Consegna 1 -> Nel testo sul Mes, quali partiti difendono la ratifica della riforma?
Consegna 2 -> Dal testo sul Mes, ripeti parola per parola tutto ciò che va da "MES, nessuno (o" giù fino a "e Uguali e...".

Brano proposto ->
▼▼▼

MES, nessuno (o quasi) lo dice…

Il dibattito sulla riforma del Mes, il Fondo salva-stati, continua a infiammare la politica italiana. Le posizioni all’interno della maggioranza sono divise: da un lato Liberi e Uguali e...

Il dibattito sulla riforma del Mes, il Fondo salva-stati, continua a infiammare la politica italiana. Le posizioni all’interno della maggioranza sono divise: da un lato Liberi e Uguali e Movimento 5 Stelle sono per migliorare il negoziato e semmai rinviarne la riforma. PD e Italia Viva, invece, difendono la ratifica della riforma. Sullo sfondo la Lega, con Salvini che ha accusato il premier Conte di “tradimento”.

Questa “querelle” sta minacciando la stabilità del governo: è evidente come si tratti di un caso quasi di scuola di strumentalizzazione politica, di una ricerca purchessia di un “casus belli” sul quale mantenere comunque il confronto politico sempre a livello di propaganda e di eterna campagna elettorale.

▲▲▲

Elementi per identificare la posizione
▼▼▼

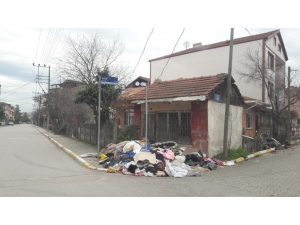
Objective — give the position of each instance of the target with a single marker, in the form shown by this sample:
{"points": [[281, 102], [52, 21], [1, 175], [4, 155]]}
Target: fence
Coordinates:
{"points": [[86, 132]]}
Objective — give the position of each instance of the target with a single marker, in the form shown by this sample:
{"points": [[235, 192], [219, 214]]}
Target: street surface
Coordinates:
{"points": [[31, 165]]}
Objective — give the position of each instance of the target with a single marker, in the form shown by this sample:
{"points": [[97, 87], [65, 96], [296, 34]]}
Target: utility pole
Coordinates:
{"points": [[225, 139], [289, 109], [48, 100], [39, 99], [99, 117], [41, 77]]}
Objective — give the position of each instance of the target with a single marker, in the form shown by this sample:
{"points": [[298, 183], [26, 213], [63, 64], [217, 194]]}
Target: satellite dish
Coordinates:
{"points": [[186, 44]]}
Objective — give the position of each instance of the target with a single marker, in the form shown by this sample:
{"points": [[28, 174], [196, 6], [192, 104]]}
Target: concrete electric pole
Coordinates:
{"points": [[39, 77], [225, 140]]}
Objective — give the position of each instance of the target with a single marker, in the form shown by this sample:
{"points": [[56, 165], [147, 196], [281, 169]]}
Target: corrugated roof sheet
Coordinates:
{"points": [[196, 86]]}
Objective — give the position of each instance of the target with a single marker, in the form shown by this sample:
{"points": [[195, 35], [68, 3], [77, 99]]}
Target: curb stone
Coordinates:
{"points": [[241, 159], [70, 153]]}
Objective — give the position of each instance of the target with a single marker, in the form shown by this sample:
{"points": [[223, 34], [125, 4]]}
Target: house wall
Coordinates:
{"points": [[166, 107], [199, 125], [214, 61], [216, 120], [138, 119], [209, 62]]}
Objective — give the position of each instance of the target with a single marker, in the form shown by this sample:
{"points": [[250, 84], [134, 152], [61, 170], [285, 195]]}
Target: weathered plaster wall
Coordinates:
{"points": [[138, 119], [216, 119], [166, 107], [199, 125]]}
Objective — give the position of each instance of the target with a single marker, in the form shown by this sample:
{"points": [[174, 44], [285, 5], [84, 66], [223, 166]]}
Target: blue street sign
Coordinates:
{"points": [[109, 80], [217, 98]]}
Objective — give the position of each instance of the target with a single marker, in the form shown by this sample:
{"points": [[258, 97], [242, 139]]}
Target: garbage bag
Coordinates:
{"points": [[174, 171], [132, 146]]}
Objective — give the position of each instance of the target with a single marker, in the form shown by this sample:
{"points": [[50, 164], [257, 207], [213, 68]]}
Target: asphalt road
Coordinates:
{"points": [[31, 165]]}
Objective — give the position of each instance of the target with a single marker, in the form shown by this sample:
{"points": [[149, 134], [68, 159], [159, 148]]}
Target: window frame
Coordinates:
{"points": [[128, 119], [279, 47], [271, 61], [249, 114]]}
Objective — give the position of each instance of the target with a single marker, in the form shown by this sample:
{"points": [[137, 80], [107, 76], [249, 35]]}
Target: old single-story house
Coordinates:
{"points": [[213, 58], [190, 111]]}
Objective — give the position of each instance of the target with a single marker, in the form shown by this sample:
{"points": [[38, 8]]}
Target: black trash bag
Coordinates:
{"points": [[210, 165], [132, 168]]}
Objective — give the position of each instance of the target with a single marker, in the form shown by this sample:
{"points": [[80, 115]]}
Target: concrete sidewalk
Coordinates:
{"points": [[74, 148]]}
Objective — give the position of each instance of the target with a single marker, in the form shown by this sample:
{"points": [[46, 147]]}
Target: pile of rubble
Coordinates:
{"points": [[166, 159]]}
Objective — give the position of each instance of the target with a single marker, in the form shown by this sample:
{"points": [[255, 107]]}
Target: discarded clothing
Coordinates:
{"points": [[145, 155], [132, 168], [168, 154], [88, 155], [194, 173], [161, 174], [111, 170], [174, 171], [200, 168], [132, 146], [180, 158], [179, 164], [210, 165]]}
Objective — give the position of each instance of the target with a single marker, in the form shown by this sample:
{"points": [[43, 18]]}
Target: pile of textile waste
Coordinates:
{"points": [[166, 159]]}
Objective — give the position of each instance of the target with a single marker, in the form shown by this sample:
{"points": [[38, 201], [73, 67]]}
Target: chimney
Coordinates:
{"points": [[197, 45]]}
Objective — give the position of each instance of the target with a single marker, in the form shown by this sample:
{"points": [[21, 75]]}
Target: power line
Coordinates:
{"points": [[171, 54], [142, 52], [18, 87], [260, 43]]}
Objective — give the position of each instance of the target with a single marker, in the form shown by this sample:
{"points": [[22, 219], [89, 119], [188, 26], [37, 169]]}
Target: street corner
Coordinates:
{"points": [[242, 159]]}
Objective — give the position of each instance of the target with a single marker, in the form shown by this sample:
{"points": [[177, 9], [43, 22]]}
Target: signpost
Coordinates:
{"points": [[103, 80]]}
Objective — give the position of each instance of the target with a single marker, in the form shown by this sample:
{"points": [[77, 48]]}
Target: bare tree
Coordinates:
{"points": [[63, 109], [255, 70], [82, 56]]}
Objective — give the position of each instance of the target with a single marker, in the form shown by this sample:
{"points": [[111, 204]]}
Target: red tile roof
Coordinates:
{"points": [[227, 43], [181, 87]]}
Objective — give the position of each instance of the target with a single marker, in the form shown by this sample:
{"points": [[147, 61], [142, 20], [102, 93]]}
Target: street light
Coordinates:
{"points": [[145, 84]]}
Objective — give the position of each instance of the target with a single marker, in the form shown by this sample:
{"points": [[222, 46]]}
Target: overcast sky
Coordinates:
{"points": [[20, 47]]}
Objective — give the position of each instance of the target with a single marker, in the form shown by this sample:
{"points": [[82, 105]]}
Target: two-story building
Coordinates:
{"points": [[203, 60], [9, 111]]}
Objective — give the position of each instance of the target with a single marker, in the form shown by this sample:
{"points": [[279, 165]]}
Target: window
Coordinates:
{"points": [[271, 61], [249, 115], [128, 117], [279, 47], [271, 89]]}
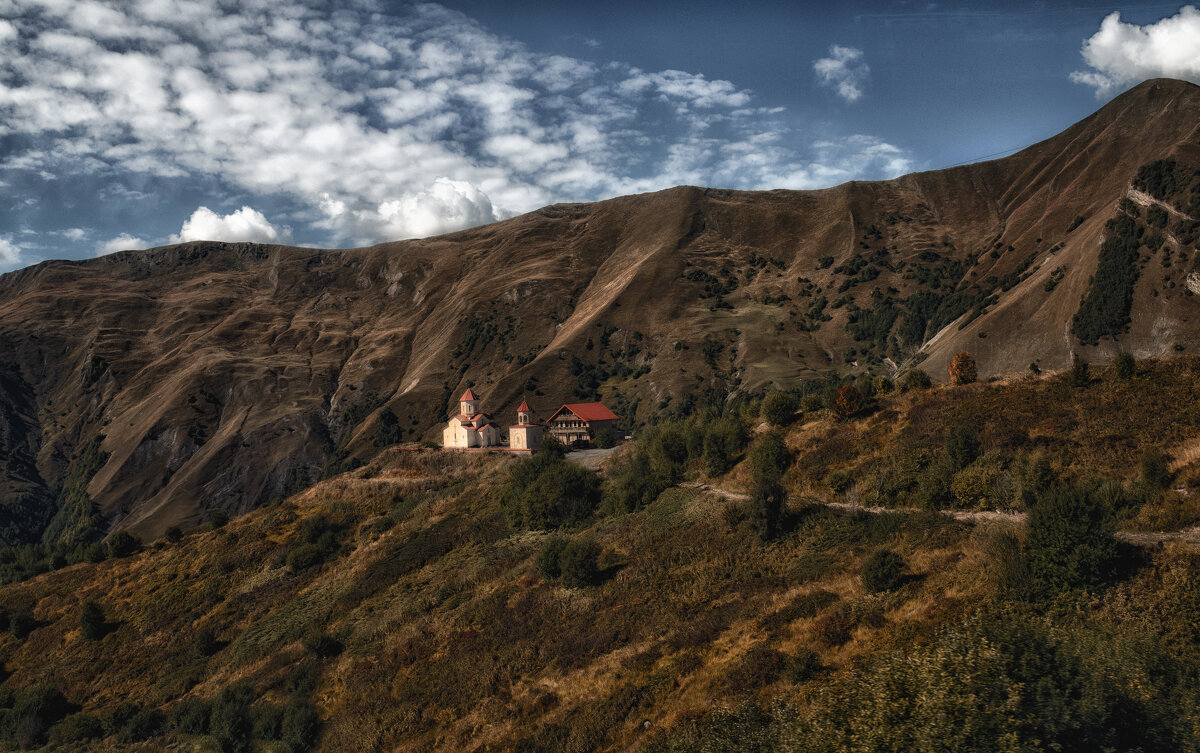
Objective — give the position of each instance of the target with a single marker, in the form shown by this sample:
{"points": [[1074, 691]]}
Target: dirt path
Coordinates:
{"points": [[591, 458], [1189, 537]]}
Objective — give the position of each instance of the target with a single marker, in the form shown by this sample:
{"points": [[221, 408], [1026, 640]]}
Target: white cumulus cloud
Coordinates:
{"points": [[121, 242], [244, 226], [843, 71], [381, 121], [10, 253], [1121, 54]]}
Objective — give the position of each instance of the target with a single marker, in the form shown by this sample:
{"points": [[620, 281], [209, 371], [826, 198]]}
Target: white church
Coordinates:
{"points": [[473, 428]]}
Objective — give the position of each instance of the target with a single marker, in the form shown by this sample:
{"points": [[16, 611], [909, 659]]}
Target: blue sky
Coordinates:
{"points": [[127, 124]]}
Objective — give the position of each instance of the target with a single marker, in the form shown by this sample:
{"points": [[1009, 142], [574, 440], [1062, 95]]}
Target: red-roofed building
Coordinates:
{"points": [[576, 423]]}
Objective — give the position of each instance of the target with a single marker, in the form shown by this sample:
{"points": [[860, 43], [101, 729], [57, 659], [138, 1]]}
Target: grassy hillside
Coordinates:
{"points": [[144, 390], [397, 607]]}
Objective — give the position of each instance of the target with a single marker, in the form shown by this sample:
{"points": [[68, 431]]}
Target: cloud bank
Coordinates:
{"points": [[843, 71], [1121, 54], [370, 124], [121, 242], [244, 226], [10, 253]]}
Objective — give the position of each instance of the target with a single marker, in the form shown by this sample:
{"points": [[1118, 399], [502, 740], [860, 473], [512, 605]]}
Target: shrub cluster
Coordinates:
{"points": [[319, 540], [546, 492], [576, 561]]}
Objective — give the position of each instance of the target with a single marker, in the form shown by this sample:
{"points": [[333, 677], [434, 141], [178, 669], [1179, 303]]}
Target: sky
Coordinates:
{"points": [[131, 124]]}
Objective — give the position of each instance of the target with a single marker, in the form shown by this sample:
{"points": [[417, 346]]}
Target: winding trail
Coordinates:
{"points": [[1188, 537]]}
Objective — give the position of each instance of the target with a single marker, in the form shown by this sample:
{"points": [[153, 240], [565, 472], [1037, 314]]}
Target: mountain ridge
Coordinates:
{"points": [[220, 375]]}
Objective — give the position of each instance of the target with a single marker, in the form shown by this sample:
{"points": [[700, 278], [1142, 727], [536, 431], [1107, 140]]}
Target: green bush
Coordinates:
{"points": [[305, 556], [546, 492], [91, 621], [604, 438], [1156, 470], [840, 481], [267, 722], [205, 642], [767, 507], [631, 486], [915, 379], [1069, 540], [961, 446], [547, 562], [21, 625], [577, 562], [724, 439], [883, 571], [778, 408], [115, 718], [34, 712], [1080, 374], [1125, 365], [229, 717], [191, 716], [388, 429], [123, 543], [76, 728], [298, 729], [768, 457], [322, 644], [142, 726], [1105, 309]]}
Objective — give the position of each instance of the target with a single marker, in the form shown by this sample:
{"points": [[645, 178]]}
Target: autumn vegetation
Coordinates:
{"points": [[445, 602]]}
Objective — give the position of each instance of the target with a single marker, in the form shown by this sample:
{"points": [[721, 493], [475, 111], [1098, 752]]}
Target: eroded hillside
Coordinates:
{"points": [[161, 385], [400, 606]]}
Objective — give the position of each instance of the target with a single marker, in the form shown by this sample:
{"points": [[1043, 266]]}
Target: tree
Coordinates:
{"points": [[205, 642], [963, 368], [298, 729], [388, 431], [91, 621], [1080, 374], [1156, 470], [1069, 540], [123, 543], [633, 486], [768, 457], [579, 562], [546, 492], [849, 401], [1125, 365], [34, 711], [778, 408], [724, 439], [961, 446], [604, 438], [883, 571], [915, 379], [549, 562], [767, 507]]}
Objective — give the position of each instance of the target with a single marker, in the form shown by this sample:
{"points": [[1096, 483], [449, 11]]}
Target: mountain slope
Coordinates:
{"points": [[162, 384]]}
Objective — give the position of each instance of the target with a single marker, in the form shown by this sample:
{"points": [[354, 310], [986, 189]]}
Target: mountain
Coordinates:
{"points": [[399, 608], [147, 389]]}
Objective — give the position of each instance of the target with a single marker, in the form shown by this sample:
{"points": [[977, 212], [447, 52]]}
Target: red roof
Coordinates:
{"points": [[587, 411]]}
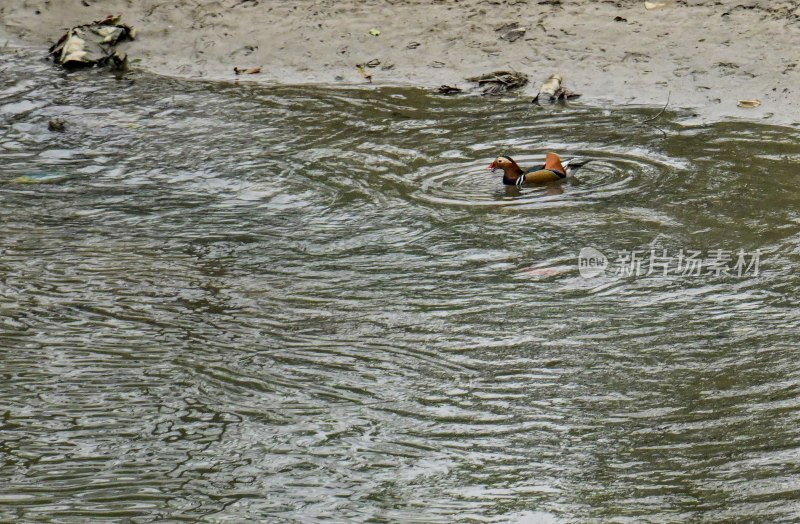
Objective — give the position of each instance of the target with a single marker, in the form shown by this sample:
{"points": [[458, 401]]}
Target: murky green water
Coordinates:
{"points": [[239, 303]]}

▲▲▲

Soluzione svolta 1 -> PD e Italia Viva.

Soluzione svolta 2 ->
MES, nessuno (o quasi) lo dice…

Il dibattito sulla riforma del Mes, il Fondo salva-stati, continua a infiammare la politica italiana. Le posizioni all’interno della maggioranza sono divise: da un lato Liberi e Uguali e...